# Source document
>>>
The PakProtect armor plates, made of strong polyethylene plastic, slip inside any normal backpack like a student or worker might carry. "The student and/or business person would keep their backpack, with their PakProtect armor insert, with them at all times," Materazo said.
Materazo said he doesn't mean for the plate to solve the problem of school shootings. It is, however, a "terrific compliment" to the "run-hide-defend" strategy the Department of Homeland Security recommends in the event someone opens fire on a crowd or school, Materazo said.
As its name implies, the "run-hide-defend" strategy calls for targets of mass-shooters to try fleeing. If they can't, they should hide. Only if that fails should they attempt to fight back.
Materazo's plate, which retails for $130 on his website, in theory is proof against an AK-47's 7-.62-millimeter-diameter round—although Materazo admitted the impact of the bullet on the plate would knock a child onto the ground.
But the 11-inch-by-14-inch plate isn't big enough to cover all of a kid's vital organs, according to Lynn Westover, a former Marine sniper who is now a security consultant with Six Layer Concepts & Consulting based in Washington State. "Even on a little kid, that doesn't cover a whole lot."
<<<
# Supplied information
>>>
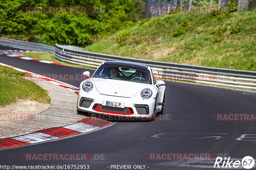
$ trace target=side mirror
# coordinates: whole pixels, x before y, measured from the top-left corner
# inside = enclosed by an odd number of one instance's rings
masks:
[[[157,83],[156,83],[156,87],[159,87],[161,86],[164,86],[165,84],[165,83],[164,82],[164,81],[163,80],[159,80],[158,81],[157,81]]]
[[[85,71],[83,73],[83,75],[85,76],[88,79],[90,77],[90,72],[89,71]]]

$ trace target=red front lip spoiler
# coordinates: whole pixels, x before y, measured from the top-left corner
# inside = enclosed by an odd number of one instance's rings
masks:
[[[100,104],[98,103],[96,103],[94,104],[94,105],[95,104],[98,104],[98,106],[97,106],[97,107],[96,108],[96,109],[94,109],[93,108],[94,107],[92,107],[92,110],[94,111],[98,112],[100,112],[101,113],[109,113],[110,114],[115,114],[116,115],[130,115],[133,114],[133,113],[131,113],[131,112],[130,112],[130,110],[129,110],[129,108],[128,107],[125,107],[126,109],[127,109],[127,112],[128,112],[128,114],[126,114],[126,113],[117,113],[116,112],[112,112],[110,111],[104,111],[103,110],[100,110],[98,109],[99,109],[99,108],[100,105]]]

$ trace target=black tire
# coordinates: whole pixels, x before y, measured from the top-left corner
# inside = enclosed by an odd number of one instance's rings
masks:
[[[81,114],[81,115],[85,115],[85,116],[88,115],[88,112],[81,111],[81,110],[78,110],[77,109],[76,109],[76,112],[77,112],[77,113],[79,114]]]
[[[162,108],[161,109],[161,111],[160,114],[164,114],[164,102],[165,101],[165,90],[164,90],[164,97],[163,98],[163,104],[162,104]]]
[[[152,117],[152,118],[151,118],[151,120],[152,121],[155,120],[156,120],[156,113],[155,109],[154,109],[154,112],[153,112],[153,116]]]

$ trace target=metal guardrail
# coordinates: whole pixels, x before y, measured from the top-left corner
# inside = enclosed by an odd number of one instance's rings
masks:
[[[256,71],[147,60],[85,51],[76,46],[56,44],[54,47],[2,38],[0,38],[0,45],[25,50],[54,52],[54,58],[58,60],[95,68],[104,61],[124,61],[150,66],[156,77],[160,79],[256,89]]]
[[[55,47],[33,42],[0,37],[0,45],[26,50],[54,53]]]
[[[228,86],[232,84],[231,87],[256,89],[256,71],[147,60],[72,50],[57,44],[55,45],[55,59],[70,63],[97,68],[104,61],[126,61],[150,66],[155,71],[156,77],[162,79],[208,84],[214,82],[223,85],[228,84]]]
[[[33,42],[21,41],[0,37],[0,45],[23,50],[54,53],[55,47]],[[83,50],[83,48],[70,45],[61,45],[63,48],[72,50]]]

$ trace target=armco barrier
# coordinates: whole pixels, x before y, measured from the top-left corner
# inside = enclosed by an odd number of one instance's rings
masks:
[[[105,60],[130,61],[150,66],[156,77],[161,79],[256,89],[255,71],[147,60],[73,50],[57,44],[56,46],[55,58],[66,62],[97,68]]]
[[[67,62],[97,68],[106,60],[127,61],[150,66],[156,77],[256,89],[256,71],[206,67],[147,60],[82,51],[76,46],[56,46],[0,37],[0,45],[24,50],[54,52],[54,58]]]

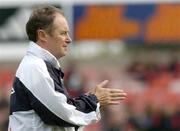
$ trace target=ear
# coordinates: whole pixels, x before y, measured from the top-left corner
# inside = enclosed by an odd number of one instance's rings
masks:
[[[47,42],[47,33],[45,30],[38,29],[37,30],[37,40],[41,42]]]

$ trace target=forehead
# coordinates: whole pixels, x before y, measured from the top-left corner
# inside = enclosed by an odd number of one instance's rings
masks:
[[[54,27],[60,30],[69,30],[66,18],[59,13],[55,14]]]

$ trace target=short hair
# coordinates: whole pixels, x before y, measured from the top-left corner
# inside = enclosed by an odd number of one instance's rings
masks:
[[[54,6],[43,6],[36,8],[32,12],[26,24],[26,33],[29,40],[37,42],[38,29],[44,29],[51,34],[56,13],[64,16],[63,11]]]

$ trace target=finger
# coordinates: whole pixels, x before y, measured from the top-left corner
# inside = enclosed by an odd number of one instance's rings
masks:
[[[104,80],[103,82],[101,82],[100,84],[98,84],[98,86],[104,87],[104,86],[107,85],[108,82],[109,82],[108,80]]]

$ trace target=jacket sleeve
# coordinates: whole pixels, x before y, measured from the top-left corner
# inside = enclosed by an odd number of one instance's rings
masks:
[[[17,75],[27,88],[32,108],[46,124],[84,126],[100,119],[99,103],[93,94],[68,99],[54,90],[45,64],[31,64],[24,70]]]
<<<
# Given instruction
In the passage on backpack armor plates, what material are the PakProtect plates made of? The rows have no connection to the passage about backpack armor plates.

# The completed task
Strong polyethylene plastic.